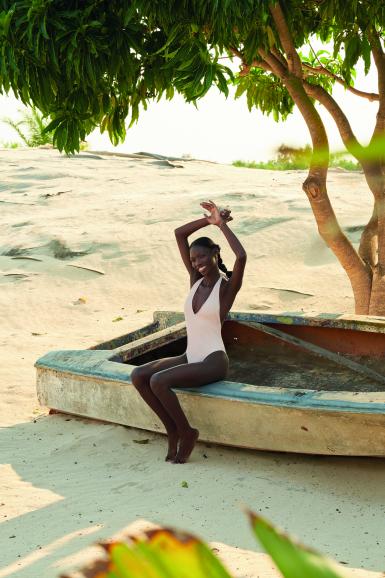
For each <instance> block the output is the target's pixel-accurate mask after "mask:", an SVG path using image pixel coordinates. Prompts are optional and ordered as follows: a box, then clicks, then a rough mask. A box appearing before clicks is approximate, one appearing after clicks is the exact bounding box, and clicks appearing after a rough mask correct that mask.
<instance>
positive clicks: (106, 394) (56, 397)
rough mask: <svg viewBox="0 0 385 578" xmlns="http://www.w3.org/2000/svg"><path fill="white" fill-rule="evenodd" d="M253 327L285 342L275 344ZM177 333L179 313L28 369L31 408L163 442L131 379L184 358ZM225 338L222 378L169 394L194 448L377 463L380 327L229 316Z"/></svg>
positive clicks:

++++++++++++++++++++

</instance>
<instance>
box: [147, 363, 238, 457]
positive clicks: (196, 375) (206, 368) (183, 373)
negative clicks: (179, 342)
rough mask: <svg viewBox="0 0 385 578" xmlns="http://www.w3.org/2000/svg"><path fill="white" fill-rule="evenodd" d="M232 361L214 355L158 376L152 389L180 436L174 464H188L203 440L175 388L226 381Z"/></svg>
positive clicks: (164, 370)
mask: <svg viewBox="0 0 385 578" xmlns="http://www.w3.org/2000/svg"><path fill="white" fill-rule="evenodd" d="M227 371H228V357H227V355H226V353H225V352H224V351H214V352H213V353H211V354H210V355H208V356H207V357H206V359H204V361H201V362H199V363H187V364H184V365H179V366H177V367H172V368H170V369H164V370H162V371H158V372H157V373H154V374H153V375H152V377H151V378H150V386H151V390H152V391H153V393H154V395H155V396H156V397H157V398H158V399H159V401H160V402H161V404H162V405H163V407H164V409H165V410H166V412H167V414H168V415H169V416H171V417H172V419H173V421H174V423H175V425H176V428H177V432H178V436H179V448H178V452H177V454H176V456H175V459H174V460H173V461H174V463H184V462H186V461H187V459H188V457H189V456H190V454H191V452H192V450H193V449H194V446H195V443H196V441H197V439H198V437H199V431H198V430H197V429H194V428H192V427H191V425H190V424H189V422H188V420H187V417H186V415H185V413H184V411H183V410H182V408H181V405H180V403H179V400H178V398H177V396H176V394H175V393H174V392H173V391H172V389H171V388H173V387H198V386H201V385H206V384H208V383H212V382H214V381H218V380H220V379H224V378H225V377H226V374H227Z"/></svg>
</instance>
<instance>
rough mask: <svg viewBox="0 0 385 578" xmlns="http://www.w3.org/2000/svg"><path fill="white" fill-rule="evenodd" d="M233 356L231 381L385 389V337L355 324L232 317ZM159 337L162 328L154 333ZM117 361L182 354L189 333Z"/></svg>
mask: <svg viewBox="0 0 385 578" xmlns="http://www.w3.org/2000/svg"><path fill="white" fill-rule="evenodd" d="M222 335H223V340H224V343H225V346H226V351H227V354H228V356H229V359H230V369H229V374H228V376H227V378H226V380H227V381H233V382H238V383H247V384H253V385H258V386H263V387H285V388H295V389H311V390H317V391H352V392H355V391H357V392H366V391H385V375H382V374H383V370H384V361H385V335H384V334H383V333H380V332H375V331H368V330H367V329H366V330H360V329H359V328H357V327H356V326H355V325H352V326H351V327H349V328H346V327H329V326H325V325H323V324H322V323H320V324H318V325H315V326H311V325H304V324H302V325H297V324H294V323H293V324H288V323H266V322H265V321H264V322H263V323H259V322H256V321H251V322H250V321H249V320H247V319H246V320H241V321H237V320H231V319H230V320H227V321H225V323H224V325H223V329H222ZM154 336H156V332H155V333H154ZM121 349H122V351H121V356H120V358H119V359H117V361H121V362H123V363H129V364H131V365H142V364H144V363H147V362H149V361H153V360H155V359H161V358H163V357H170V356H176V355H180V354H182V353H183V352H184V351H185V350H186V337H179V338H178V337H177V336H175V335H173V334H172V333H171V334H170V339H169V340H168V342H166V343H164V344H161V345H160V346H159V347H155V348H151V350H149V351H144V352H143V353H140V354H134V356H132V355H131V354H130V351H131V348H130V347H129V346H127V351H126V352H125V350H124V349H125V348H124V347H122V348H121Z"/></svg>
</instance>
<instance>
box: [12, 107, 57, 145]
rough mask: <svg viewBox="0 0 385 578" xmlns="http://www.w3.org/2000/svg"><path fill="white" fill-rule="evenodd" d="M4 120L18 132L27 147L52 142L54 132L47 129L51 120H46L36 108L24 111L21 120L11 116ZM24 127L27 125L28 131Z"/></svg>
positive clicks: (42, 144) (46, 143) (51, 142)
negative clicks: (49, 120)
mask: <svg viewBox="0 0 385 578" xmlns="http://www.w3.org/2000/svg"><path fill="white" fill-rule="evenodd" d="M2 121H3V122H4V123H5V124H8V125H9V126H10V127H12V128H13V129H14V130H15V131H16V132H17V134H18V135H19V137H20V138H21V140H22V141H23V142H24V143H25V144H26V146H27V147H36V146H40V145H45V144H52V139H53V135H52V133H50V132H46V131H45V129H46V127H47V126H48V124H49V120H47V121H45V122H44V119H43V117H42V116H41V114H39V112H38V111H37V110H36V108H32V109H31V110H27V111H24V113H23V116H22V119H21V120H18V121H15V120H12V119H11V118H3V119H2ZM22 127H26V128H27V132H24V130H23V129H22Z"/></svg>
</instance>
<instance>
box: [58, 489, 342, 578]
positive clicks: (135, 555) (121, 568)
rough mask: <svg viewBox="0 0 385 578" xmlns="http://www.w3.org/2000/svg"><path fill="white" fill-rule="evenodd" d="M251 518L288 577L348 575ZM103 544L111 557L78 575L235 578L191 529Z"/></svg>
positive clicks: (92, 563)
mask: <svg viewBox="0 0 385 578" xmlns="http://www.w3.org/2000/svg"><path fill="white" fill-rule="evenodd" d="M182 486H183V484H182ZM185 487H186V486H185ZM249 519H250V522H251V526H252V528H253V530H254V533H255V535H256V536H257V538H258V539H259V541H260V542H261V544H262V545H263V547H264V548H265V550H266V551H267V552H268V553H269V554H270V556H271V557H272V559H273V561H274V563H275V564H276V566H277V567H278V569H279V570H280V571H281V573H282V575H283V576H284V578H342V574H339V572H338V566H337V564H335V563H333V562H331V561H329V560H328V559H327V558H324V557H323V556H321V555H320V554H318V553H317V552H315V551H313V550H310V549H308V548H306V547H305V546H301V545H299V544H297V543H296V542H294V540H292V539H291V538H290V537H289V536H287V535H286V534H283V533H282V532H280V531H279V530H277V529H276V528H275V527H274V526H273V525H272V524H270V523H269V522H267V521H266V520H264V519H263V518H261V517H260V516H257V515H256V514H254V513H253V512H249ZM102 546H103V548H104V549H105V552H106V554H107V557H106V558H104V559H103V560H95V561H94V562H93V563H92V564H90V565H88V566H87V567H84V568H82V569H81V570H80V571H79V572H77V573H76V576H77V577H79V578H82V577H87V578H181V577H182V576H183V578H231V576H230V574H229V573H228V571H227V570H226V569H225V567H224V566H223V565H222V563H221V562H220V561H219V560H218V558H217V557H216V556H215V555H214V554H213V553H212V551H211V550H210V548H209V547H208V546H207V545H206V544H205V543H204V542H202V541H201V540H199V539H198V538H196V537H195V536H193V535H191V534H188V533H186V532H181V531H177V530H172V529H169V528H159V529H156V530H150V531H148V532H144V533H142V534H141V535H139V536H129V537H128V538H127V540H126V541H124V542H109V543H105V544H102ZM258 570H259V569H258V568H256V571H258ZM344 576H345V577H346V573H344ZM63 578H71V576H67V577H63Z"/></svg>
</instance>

++++++++++++++++++++

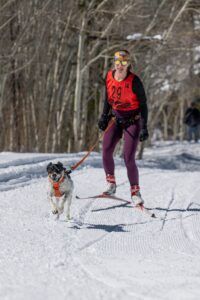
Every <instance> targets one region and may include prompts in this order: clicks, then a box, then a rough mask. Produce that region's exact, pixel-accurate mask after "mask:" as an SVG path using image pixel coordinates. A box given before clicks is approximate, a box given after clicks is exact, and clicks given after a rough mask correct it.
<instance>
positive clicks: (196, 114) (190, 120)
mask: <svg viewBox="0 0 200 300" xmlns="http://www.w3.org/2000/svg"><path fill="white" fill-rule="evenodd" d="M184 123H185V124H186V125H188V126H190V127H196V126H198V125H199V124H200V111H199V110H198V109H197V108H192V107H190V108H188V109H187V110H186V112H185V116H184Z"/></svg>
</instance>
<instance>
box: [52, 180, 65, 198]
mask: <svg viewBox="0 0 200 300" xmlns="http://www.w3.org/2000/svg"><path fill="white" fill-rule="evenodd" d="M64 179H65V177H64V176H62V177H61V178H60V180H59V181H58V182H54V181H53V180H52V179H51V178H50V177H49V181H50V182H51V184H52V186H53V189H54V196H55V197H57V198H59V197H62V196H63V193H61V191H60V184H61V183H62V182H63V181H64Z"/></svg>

++++++++++++++++++++

** Work request **
In the entries, find every line holding "then" and copy it.

** Answer section **
For each <instance> block the output is the target's pixel-accurate mask after "mask:", an SVG path using image pixel coordinates. Prompts are optional and ordered as follows: a box, then clicks, then a rough mask. A box appearing before clicks is approximate, one appearing after clicks is the exact bounding box, and clicks appearing after a rough mask correct that mask.
Every <instance> targets one region and may include prompts in this order: clicks, then a box, then a rough mask. Produce that region's exact, pixel-accurate mask after "mask:" as an SVG path using image pixel coordinates. A box given before clicks is approximate, a box given after clicks is exact, and clicks given after a rough mask correct it.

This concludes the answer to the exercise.